(Entries from a dataset)
#####

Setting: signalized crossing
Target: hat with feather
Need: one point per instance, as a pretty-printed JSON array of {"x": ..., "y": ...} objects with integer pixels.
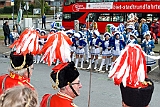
[
  {"x": 130, "y": 72},
  {"x": 27, "y": 42},
  {"x": 19, "y": 61},
  {"x": 64, "y": 74}
]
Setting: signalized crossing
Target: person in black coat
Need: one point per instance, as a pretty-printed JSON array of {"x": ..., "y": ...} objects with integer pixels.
[{"x": 6, "y": 31}]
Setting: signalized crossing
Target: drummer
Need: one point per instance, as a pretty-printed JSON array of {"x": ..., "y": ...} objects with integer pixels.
[{"x": 148, "y": 45}]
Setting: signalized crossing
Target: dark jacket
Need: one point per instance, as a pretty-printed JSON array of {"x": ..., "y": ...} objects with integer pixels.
[
  {"x": 43, "y": 18},
  {"x": 6, "y": 29},
  {"x": 155, "y": 27}
]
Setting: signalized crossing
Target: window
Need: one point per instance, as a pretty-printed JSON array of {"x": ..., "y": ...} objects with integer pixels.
[
  {"x": 118, "y": 17},
  {"x": 72, "y": 16},
  {"x": 104, "y": 17},
  {"x": 67, "y": 16},
  {"x": 91, "y": 17}
]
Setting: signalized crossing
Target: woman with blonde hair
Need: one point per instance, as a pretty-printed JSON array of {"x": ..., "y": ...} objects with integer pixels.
[{"x": 19, "y": 96}]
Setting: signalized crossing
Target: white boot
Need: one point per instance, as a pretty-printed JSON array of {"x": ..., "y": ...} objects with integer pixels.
[
  {"x": 76, "y": 64},
  {"x": 95, "y": 66},
  {"x": 102, "y": 63},
  {"x": 82, "y": 63}
]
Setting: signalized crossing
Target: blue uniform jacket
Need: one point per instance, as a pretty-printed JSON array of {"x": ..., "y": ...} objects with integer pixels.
[
  {"x": 97, "y": 42},
  {"x": 112, "y": 43},
  {"x": 103, "y": 45},
  {"x": 81, "y": 43}
]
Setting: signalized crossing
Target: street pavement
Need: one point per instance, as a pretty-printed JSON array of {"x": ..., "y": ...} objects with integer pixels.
[{"x": 103, "y": 91}]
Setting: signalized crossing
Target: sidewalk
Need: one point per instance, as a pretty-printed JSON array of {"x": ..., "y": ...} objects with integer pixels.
[{"x": 4, "y": 50}]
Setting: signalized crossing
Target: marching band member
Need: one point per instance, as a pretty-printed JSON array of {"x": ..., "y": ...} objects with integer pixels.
[
  {"x": 86, "y": 49},
  {"x": 133, "y": 39},
  {"x": 130, "y": 29},
  {"x": 130, "y": 73},
  {"x": 147, "y": 43},
  {"x": 41, "y": 43},
  {"x": 70, "y": 34},
  {"x": 66, "y": 77},
  {"x": 79, "y": 44},
  {"x": 117, "y": 44},
  {"x": 95, "y": 48},
  {"x": 19, "y": 73},
  {"x": 106, "y": 52},
  {"x": 52, "y": 30}
]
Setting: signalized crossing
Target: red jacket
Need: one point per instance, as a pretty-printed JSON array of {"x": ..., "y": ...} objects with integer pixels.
[
  {"x": 11, "y": 80},
  {"x": 57, "y": 100}
]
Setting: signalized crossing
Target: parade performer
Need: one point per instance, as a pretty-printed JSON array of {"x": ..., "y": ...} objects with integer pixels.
[
  {"x": 52, "y": 30},
  {"x": 130, "y": 30},
  {"x": 130, "y": 72},
  {"x": 148, "y": 45},
  {"x": 95, "y": 48},
  {"x": 70, "y": 34},
  {"x": 54, "y": 25},
  {"x": 117, "y": 45},
  {"x": 19, "y": 73},
  {"x": 79, "y": 44},
  {"x": 143, "y": 27},
  {"x": 21, "y": 59},
  {"x": 85, "y": 36},
  {"x": 19, "y": 96},
  {"x": 106, "y": 52},
  {"x": 57, "y": 47},
  {"x": 41, "y": 43},
  {"x": 133, "y": 39},
  {"x": 66, "y": 77}
]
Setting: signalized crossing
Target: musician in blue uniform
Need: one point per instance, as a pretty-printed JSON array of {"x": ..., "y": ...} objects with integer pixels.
[
  {"x": 86, "y": 49},
  {"x": 117, "y": 45},
  {"x": 106, "y": 52},
  {"x": 95, "y": 48},
  {"x": 79, "y": 44}
]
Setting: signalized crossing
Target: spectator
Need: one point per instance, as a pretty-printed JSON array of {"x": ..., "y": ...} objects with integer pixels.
[
  {"x": 136, "y": 24},
  {"x": 6, "y": 31},
  {"x": 14, "y": 35},
  {"x": 19, "y": 73},
  {"x": 19, "y": 96},
  {"x": 155, "y": 28},
  {"x": 66, "y": 77},
  {"x": 143, "y": 27},
  {"x": 149, "y": 24},
  {"x": 130, "y": 72},
  {"x": 44, "y": 21}
]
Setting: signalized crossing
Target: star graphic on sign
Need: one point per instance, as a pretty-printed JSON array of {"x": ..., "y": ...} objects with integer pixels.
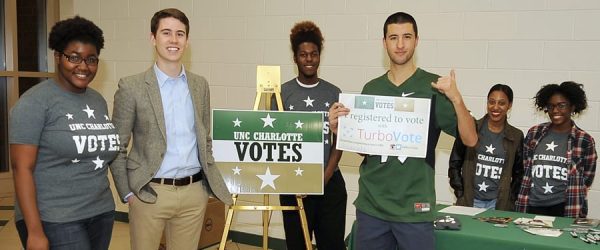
[
  {"x": 267, "y": 179},
  {"x": 483, "y": 187},
  {"x": 237, "y": 122},
  {"x": 89, "y": 111},
  {"x": 308, "y": 101},
  {"x": 268, "y": 121},
  {"x": 236, "y": 170},
  {"x": 551, "y": 146},
  {"x": 298, "y": 171},
  {"x": 547, "y": 188},
  {"x": 98, "y": 162}
]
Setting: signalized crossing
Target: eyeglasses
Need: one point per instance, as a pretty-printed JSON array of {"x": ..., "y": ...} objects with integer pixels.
[
  {"x": 77, "y": 59},
  {"x": 493, "y": 102},
  {"x": 562, "y": 106}
]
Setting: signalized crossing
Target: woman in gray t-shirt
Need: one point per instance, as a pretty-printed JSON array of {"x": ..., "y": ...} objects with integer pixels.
[
  {"x": 489, "y": 174},
  {"x": 61, "y": 141},
  {"x": 559, "y": 157}
]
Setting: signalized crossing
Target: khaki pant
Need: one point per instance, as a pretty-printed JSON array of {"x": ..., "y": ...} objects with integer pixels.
[{"x": 179, "y": 211}]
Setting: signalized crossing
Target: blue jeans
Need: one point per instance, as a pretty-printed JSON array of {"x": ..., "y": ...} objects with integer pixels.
[
  {"x": 491, "y": 204},
  {"x": 374, "y": 233},
  {"x": 86, "y": 234}
]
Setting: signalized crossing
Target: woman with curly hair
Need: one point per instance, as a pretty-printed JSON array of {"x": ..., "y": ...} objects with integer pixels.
[
  {"x": 559, "y": 158},
  {"x": 61, "y": 141},
  {"x": 489, "y": 174},
  {"x": 326, "y": 214}
]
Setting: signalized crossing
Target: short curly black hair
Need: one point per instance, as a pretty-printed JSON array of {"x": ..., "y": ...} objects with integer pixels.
[
  {"x": 572, "y": 91},
  {"x": 75, "y": 29},
  {"x": 306, "y": 31}
]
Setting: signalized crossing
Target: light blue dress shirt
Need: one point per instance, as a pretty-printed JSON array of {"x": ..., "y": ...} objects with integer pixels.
[{"x": 181, "y": 158}]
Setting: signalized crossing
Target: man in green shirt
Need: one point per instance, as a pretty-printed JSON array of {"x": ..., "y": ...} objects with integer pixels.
[{"x": 396, "y": 197}]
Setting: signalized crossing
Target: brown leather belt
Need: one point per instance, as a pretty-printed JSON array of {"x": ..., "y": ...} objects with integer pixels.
[{"x": 179, "y": 181}]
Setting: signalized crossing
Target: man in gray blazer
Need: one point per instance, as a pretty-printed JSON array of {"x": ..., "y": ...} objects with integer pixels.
[{"x": 169, "y": 172}]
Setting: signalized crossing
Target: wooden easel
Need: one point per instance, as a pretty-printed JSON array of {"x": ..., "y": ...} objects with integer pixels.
[{"x": 267, "y": 83}]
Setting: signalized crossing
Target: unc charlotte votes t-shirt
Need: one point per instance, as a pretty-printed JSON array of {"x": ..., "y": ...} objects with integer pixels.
[
  {"x": 314, "y": 98},
  {"x": 405, "y": 192},
  {"x": 76, "y": 140}
]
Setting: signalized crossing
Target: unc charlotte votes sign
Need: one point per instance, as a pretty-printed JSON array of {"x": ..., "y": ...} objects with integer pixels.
[
  {"x": 384, "y": 125},
  {"x": 269, "y": 152}
]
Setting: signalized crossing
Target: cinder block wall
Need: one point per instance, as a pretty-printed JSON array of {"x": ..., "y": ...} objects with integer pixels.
[{"x": 524, "y": 44}]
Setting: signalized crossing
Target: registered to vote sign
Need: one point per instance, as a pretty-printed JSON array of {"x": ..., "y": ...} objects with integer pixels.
[
  {"x": 384, "y": 125},
  {"x": 269, "y": 152}
]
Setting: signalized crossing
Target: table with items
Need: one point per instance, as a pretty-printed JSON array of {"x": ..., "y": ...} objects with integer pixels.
[{"x": 491, "y": 230}]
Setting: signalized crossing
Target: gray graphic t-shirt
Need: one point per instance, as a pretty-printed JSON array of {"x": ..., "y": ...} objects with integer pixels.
[
  {"x": 549, "y": 171},
  {"x": 316, "y": 98},
  {"x": 76, "y": 140},
  {"x": 490, "y": 160}
]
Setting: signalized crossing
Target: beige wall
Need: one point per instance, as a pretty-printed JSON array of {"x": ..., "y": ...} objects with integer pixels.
[{"x": 521, "y": 43}]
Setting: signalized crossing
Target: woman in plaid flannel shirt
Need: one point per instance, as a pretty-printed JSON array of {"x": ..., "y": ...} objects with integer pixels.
[{"x": 559, "y": 158}]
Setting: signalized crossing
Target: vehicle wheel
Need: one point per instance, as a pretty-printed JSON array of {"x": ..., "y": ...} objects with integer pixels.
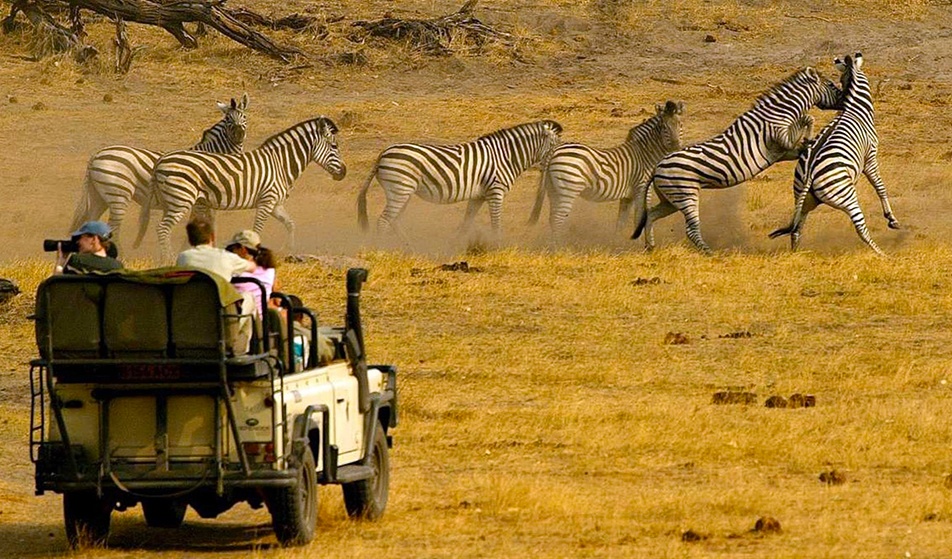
[
  {"x": 294, "y": 509},
  {"x": 87, "y": 518},
  {"x": 164, "y": 513},
  {"x": 366, "y": 499}
]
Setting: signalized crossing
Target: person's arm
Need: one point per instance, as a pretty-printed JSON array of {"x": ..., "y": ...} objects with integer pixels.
[
  {"x": 239, "y": 265},
  {"x": 61, "y": 260}
]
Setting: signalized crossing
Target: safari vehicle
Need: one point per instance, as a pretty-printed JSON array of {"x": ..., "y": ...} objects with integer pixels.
[{"x": 138, "y": 397}]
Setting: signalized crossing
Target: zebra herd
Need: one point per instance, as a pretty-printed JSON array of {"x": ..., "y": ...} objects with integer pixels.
[{"x": 216, "y": 175}]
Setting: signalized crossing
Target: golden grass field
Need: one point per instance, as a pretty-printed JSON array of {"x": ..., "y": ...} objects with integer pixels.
[{"x": 543, "y": 412}]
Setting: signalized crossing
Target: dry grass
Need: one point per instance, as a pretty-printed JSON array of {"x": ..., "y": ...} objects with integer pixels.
[{"x": 543, "y": 414}]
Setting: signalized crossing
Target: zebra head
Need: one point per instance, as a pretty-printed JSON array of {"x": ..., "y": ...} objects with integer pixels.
[
  {"x": 235, "y": 120},
  {"x": 669, "y": 118},
  {"x": 325, "y": 152},
  {"x": 826, "y": 95},
  {"x": 854, "y": 81}
]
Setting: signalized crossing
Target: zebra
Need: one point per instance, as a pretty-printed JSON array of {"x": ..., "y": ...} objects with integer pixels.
[
  {"x": 773, "y": 130},
  {"x": 479, "y": 171},
  {"x": 828, "y": 170},
  {"x": 261, "y": 178},
  {"x": 116, "y": 175},
  {"x": 619, "y": 173}
]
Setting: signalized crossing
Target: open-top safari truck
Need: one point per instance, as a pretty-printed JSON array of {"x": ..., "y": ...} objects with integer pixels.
[{"x": 140, "y": 398}]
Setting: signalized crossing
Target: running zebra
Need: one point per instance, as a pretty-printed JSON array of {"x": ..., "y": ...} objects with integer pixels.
[
  {"x": 828, "y": 170},
  {"x": 619, "y": 173},
  {"x": 775, "y": 129},
  {"x": 116, "y": 175},
  {"x": 479, "y": 171},
  {"x": 261, "y": 178}
]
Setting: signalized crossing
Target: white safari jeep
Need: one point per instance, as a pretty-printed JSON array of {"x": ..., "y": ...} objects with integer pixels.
[{"x": 139, "y": 398}]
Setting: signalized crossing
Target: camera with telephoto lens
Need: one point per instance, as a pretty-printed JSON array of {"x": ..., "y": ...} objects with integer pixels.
[{"x": 49, "y": 245}]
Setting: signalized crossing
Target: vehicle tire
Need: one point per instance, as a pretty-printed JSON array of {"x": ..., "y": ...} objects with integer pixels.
[
  {"x": 366, "y": 499},
  {"x": 164, "y": 513},
  {"x": 294, "y": 509},
  {"x": 87, "y": 517}
]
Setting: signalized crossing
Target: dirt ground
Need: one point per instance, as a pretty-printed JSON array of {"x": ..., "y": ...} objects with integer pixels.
[{"x": 596, "y": 76}]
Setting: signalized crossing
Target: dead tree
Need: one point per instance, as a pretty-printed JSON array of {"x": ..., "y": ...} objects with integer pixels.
[
  {"x": 170, "y": 15},
  {"x": 434, "y": 36}
]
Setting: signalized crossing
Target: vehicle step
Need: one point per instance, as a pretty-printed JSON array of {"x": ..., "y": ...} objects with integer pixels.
[{"x": 354, "y": 472}]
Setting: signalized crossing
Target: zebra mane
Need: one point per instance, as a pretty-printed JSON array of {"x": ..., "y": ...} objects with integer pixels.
[
  {"x": 799, "y": 78},
  {"x": 644, "y": 128},
  {"x": 281, "y": 138},
  {"x": 555, "y": 126}
]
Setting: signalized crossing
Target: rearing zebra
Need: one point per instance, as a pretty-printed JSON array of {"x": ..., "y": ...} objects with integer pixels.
[
  {"x": 261, "y": 178},
  {"x": 828, "y": 170},
  {"x": 773, "y": 130},
  {"x": 479, "y": 171},
  {"x": 116, "y": 175},
  {"x": 619, "y": 173}
]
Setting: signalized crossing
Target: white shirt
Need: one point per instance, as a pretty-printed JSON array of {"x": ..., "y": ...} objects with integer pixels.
[{"x": 215, "y": 260}]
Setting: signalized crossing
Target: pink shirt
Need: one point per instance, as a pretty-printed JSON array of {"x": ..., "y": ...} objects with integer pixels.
[{"x": 265, "y": 276}]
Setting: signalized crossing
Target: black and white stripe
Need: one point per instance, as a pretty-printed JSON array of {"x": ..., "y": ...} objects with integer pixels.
[
  {"x": 827, "y": 172},
  {"x": 260, "y": 179},
  {"x": 117, "y": 175},
  {"x": 597, "y": 175},
  {"x": 479, "y": 171},
  {"x": 773, "y": 130}
]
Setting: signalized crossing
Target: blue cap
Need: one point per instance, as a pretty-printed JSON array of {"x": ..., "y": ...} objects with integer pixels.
[{"x": 97, "y": 228}]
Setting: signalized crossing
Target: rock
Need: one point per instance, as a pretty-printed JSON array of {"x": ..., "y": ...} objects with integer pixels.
[
  {"x": 8, "y": 290},
  {"x": 776, "y": 402},
  {"x": 767, "y": 525},
  {"x": 676, "y": 338},
  {"x": 692, "y": 536},
  {"x": 833, "y": 477},
  {"x": 801, "y": 401}
]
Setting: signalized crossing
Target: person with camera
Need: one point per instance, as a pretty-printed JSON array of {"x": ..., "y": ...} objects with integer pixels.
[{"x": 87, "y": 250}]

#####

- _WHAT YOU HAVE TO DO_
Count the lines in the records above that contain the string "charlotte". Give only the number.

- _SOLUTION TO THIS TASK_
2